Task description.
Nothing except the pictures should be left out when you reproduce the listing exactly.

Extracted information.
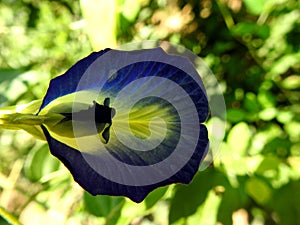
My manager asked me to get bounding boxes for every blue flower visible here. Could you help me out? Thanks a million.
[38,48,209,203]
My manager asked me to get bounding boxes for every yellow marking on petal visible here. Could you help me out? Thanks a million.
[114,104,174,138]
[39,90,101,115]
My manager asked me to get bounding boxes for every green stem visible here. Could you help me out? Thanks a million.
[0,207,22,225]
[215,0,265,68]
[0,111,62,140]
[0,113,47,126]
[215,0,235,29]
[0,112,64,127]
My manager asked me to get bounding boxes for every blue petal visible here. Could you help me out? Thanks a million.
[39,48,209,202]
[41,124,208,203]
[101,61,208,122]
[38,49,111,112]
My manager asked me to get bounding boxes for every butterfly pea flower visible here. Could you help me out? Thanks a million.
[2,47,209,203]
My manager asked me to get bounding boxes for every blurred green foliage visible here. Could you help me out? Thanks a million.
[0,0,300,224]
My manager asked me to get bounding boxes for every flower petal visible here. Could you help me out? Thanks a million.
[39,48,209,202]
[38,49,111,112]
[41,124,208,202]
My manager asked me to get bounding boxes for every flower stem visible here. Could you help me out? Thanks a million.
[0,206,22,225]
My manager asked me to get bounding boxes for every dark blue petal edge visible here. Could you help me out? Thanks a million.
[39,49,209,202]
[38,49,111,112]
[41,124,208,203]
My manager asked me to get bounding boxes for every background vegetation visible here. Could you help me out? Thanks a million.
[0,0,300,224]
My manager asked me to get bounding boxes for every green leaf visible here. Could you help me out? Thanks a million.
[187,190,222,225]
[24,144,60,181]
[116,200,146,225]
[84,192,124,225]
[270,53,300,76]
[243,92,260,113]
[291,143,300,156]
[257,90,276,108]
[243,0,270,15]
[169,169,215,224]
[226,108,246,123]
[248,124,282,155]
[232,23,270,39]
[0,69,24,83]
[269,180,300,225]
[281,75,300,89]
[227,122,251,156]
[259,108,277,121]
[221,153,250,175]
[256,155,281,171]
[254,156,286,187]
[276,110,294,123]
[262,137,291,157]
[144,186,168,209]
[284,121,300,141]
[215,173,249,225]
[246,177,272,205]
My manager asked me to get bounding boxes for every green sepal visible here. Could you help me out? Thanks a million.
[0,100,46,140]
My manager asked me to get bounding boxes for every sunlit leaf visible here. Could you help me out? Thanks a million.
[270,53,300,76]
[257,90,276,108]
[227,122,251,156]
[169,169,214,224]
[284,121,300,141]
[144,186,168,209]
[84,192,124,223]
[243,92,260,113]
[259,107,277,121]
[281,75,300,89]
[276,110,294,123]
[243,0,271,15]
[24,144,60,181]
[226,108,246,123]
[187,189,222,225]
[216,174,249,225]
[232,22,270,39]
[116,200,146,225]
[246,177,272,205]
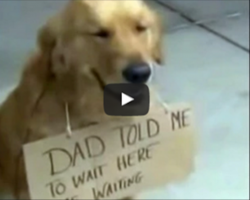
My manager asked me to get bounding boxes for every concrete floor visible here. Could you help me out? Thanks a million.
[0,0,249,199]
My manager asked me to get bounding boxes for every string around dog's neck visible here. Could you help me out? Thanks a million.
[65,102,73,138]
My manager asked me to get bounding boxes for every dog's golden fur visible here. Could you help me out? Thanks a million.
[0,0,163,199]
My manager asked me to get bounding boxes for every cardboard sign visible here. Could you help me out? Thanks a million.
[23,103,197,200]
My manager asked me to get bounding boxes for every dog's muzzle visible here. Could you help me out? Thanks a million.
[122,62,152,84]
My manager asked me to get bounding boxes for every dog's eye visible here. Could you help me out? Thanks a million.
[136,24,148,33]
[92,29,110,39]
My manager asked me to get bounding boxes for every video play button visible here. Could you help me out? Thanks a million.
[121,93,134,106]
[104,83,149,116]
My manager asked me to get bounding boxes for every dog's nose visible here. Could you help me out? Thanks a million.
[122,62,151,83]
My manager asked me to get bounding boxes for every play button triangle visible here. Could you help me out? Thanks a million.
[121,93,134,106]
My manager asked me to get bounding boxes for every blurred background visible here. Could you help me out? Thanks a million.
[0,0,249,199]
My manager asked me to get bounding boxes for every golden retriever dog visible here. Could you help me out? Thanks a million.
[0,0,163,199]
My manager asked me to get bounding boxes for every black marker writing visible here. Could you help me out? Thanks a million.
[118,119,160,148]
[65,195,78,200]
[46,179,67,198]
[171,108,191,130]
[43,135,105,176]
[117,141,160,171]
[72,164,107,189]
[92,171,143,200]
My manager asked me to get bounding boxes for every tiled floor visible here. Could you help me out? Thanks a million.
[0,1,249,199]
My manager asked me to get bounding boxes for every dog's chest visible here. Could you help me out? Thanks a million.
[26,97,111,141]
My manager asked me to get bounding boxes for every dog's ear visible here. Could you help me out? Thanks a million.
[37,14,70,75]
[152,13,164,65]
[37,14,63,53]
[153,36,164,65]
[79,0,98,6]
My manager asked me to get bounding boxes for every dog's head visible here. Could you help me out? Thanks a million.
[38,0,163,88]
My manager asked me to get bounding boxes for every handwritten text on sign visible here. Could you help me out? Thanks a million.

Written solution.
My manager asked me to get bounding boxes for every blue flower visible here. Could you help me out? Thanks a million.
[38,48,209,203]
My manager asked me to get bounding boxes for every yellow marking on petal visible here. Could you help me out? Thanks a million.
[114,104,174,138]
[39,90,101,115]
My manager asked me to get bounding boxes for every green stem visible here. Could you help me out? Thanks a million.
[0,207,22,225]
[215,0,265,68]
[0,111,62,140]
[0,113,47,126]
[215,0,235,29]
[0,112,64,127]
My manager asked me to get bounding boxes for every blue petal visible here. Could you help me out? Thanks a million.
[39,48,209,202]
[41,124,208,203]
[101,61,208,122]
[38,49,111,112]
My manager asked me to get bounding boxes for every butterfly pea flower visible here. Could you help me out? Thanks a million.
[2,47,209,203]
My manager asked me to get bounding boxes for every blurred green foliage visible here. Could you help me out? Thanks a million.
[0,0,300,224]
My manager asked me to get bounding boxes for every flower petal visible here. Could you help me out? Thanks a million.
[39,48,209,202]
[38,49,111,112]
[41,124,208,202]
My manager asked me to get bounding boxes for every flower stem visible here. Could you help me out? Thanks a million.
[0,206,22,225]
My manager asked me to get bounding boxes for every dark blue petal edge visible here. Could you help me out? Thanks a million.
[39,49,209,202]
[38,49,111,112]
[41,124,208,203]
My manager asked me to get bounding boxes for every background vegetation visible here. Could you help me out? Thanks a million.
[0,0,300,224]
My manager asked me to get bounding boxes for every green leaf visible here. Could you help me out? Thanks a million.
[187,190,222,225]
[24,144,60,181]
[116,200,146,225]
[84,192,124,225]
[270,53,300,76]
[243,92,260,113]
[291,143,300,156]
[257,90,276,108]
[243,0,270,15]
[169,169,215,224]
[226,108,246,123]
[248,124,282,155]
[232,23,270,39]
[0,69,24,83]
[269,180,300,225]
[281,75,300,89]
[227,122,251,156]
[259,108,277,121]
[221,153,250,175]
[256,155,281,171]
[254,156,286,187]
[276,110,294,123]
[262,137,291,157]
[144,186,168,209]
[284,121,300,141]
[215,173,249,225]
[246,177,272,205]
My manager asked me to get bounding boxes for every green sepal visible here. Could you help me out? Thanks a million.
[0,100,46,140]
My manager asked me to get bounding boxes for every sunlit leaf visible here. Could you help me out? Thanks a million.
[270,53,300,76]
[257,90,276,108]
[227,122,251,156]
[169,169,214,224]
[284,121,300,141]
[144,186,168,209]
[84,192,124,223]
[243,92,260,113]
[259,107,277,121]
[281,75,300,89]
[276,110,294,123]
[243,0,271,15]
[24,144,60,181]
[226,108,246,123]
[187,189,222,225]
[216,174,249,225]
[232,22,270,39]
[116,200,146,225]
[246,177,272,205]
My manager asked me to get bounding boxes for every concrete floor visible here. Could you help me out? Thanks a million.
[0,0,249,199]
My manager asked me to get bounding boxes for every string around dog's neck visible here. Could you help me out? Thanks a million.
[65,102,73,138]
My manager asked me to get bounding boxes for every dog's golden fur visible here. Could you help me out? Thanks a million.
[0,0,163,199]
My manager asked me to get bounding boxes for every cardboard sign visible here. Could you help me out? Thanks a million.
[23,103,197,200]
My manager asked me to get bounding boxes for every dog's muzzle visible here. Could you help me out? Thanks a million.
[122,62,152,84]
My manager asked me to get bounding boxes for every dog's eye visible here. Could you help me out? Thanks a million.
[136,24,148,33]
[92,29,110,39]
My manager asked me to get bounding boxes for every video play button visible here. Could you help me out? Thanks a million.
[121,93,134,106]
[104,83,149,116]
My manager asked me to get bounding boxes for every dog's nose visible here. Could you help me out? Thanks a million.
[122,62,151,83]
My manager asked me to get bounding boxes for every play button triangle visible here. Could you help me out? Thanks a million.
[121,93,134,106]
My manager asked me to get bounding boxes for every blurred background visible here. Could you help me out? Thanks a million.
[0,0,249,199]
My manager asked me to get bounding boxes for every golden retriever dog visible here. Could you help me out? Thanks a million.
[0,0,163,199]
My manager asked me to get bounding boxes for every black marker writing visible here. Could you help me out? Thanks a million.
[118,119,160,148]
[65,195,78,200]
[46,179,67,198]
[171,108,191,130]
[43,135,105,176]
[117,141,160,171]
[72,164,107,189]
[92,171,143,200]
My manager asked me to get bounding boxes for every tiled floor visible here. Could you help me out? Thanks a million.
[0,1,249,199]
My manager asked me to get bounding boxes for every dog's chest visible here. Could you help me out? Thanks a million.
[26,97,111,141]
My manager asked me to get bounding boxes for every dog's ear visible here. Could you help me out? Thanks a million.
[37,14,70,75]
[152,13,164,65]
[37,14,63,53]
[153,36,164,65]
[79,0,98,6]
My manager asked me to get bounding boxes for every dog's head visible here. Could you help me out? Thanks a million.
[38,0,163,88]
My manager asked me to get bounding boxes for every handwritten text on sign visible here. Could you help me out? Thanks a million.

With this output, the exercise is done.